== Records provided
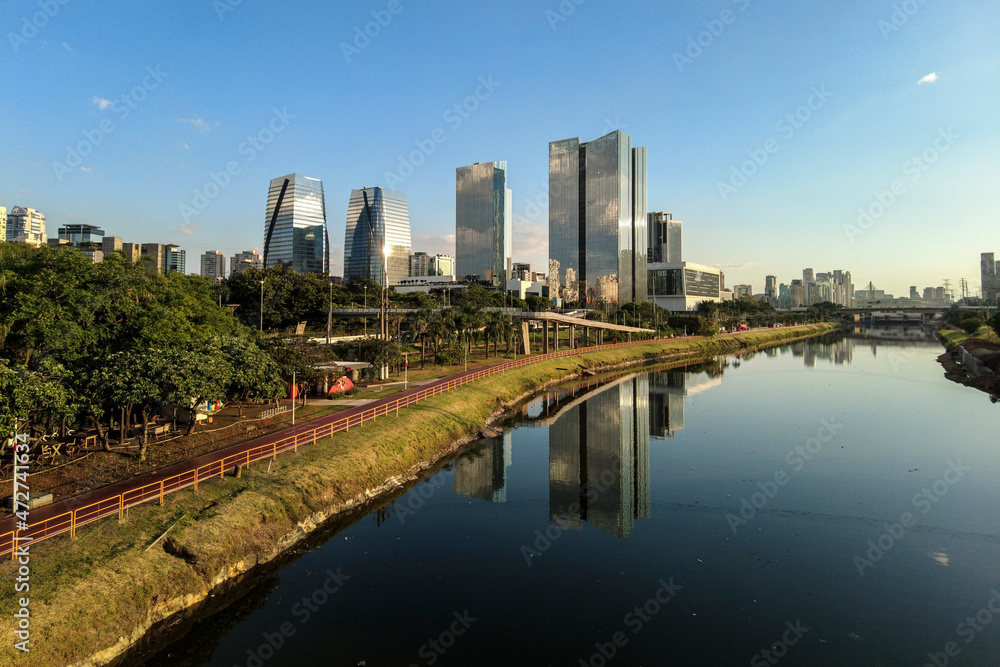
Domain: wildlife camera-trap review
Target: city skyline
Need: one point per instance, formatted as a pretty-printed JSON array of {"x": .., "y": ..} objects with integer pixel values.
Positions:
[{"x": 835, "y": 153}]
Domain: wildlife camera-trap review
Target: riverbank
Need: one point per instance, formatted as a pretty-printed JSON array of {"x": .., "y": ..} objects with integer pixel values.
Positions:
[
  {"x": 971, "y": 361},
  {"x": 127, "y": 578}
]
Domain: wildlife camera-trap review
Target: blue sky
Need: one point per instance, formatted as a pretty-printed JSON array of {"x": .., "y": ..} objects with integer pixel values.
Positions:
[{"x": 165, "y": 95}]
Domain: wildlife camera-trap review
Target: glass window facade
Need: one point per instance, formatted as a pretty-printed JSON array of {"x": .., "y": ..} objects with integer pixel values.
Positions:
[
  {"x": 377, "y": 218},
  {"x": 597, "y": 219},
  {"x": 483, "y": 221},
  {"x": 295, "y": 231}
]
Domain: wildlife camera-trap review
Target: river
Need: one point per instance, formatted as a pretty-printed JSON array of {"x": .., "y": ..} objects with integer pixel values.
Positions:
[{"x": 828, "y": 502}]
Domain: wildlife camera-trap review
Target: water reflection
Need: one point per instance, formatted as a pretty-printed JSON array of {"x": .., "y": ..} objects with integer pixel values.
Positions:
[{"x": 482, "y": 473}]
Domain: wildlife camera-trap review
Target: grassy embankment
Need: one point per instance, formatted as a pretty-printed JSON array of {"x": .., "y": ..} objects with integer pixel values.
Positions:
[
  {"x": 953, "y": 337},
  {"x": 98, "y": 594}
]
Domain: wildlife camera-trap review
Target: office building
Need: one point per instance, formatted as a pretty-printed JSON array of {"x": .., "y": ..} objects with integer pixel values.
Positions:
[
  {"x": 597, "y": 220},
  {"x": 26, "y": 225},
  {"x": 153, "y": 256},
  {"x": 82, "y": 235},
  {"x": 990, "y": 277},
  {"x": 377, "y": 240},
  {"x": 682, "y": 286},
  {"x": 665, "y": 238},
  {"x": 110, "y": 244},
  {"x": 213, "y": 265},
  {"x": 245, "y": 260},
  {"x": 483, "y": 222},
  {"x": 295, "y": 233},
  {"x": 174, "y": 259}
]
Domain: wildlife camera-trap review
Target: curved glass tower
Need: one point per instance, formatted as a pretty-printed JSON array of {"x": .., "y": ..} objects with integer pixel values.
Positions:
[
  {"x": 377, "y": 218},
  {"x": 295, "y": 225}
]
====
Quote every line word for word and keep the images out of the copy.

Domain: wildlife camera-trap review
Target: city skyline
Need: one point per instance, formatted as a pretty-printed JSON array of {"x": .., "y": ..} objects with integer pixel values.
Positions:
[{"x": 835, "y": 153}]
Domain: wildlife camera-trap review
Target: riverbank
Need: one point per instance, formatted as a pretty-printed JSON array of {"x": .., "y": ..} objects with integer pixel values.
Positions:
[
  {"x": 971, "y": 361},
  {"x": 127, "y": 578}
]
Domain: wildlife camera-trap review
Target: blue sky
Need: one point per instance, formatted as a pretty-printed JSON array of {"x": .., "y": ..} objects with integer pixel values.
Positions:
[{"x": 165, "y": 95}]
Domain: wildlife camera-trap review
Target: glass window facade
Need: one point per instance, formatted as a pretty-printed JSON array of {"x": .., "y": ..} objects with integer pixel values.
Positions:
[
  {"x": 377, "y": 218},
  {"x": 597, "y": 219},
  {"x": 483, "y": 221},
  {"x": 295, "y": 231}
]
Domain: wildlife camera-trap review
Target: river
Need: one point per instance, formatted as a pretty-printed JSON array of {"x": .., "y": ..} objects with integer pixel values.
Positions:
[{"x": 828, "y": 502}]
Domain: wildlife camera-trap review
Target: water reflection
Need: one point per instance, formatted as a pretty-printed JSON array of {"x": .., "y": ..} objects with integer pixel values.
Positions:
[{"x": 482, "y": 473}]
Domain: wildlife camera-trap review
Target: grassy embankment
Need: one point per instance, formatted as a pretty-printed JSON array of {"x": .., "y": ..} objects with integer pixel values.
Positions:
[
  {"x": 953, "y": 337},
  {"x": 98, "y": 594}
]
Domain: wildlife camera-trap review
Target: office building
Need: one point per instance, formatted as a pretty-printed JSON array of {"x": .., "y": ..} objects with integer pixel values.
Positions:
[
  {"x": 597, "y": 220},
  {"x": 26, "y": 225},
  {"x": 153, "y": 256},
  {"x": 82, "y": 235},
  {"x": 990, "y": 277},
  {"x": 377, "y": 240},
  {"x": 682, "y": 286},
  {"x": 665, "y": 238},
  {"x": 110, "y": 244},
  {"x": 213, "y": 265},
  {"x": 245, "y": 260},
  {"x": 483, "y": 222},
  {"x": 295, "y": 233},
  {"x": 174, "y": 259}
]
Domain: wildlife camera-trap review
Target: curved glass tower
Need: one point per instance, formatted as a pretty-printed JSON array of {"x": .., "y": ..} objects with integer pixel values.
Positions:
[
  {"x": 377, "y": 218},
  {"x": 295, "y": 225}
]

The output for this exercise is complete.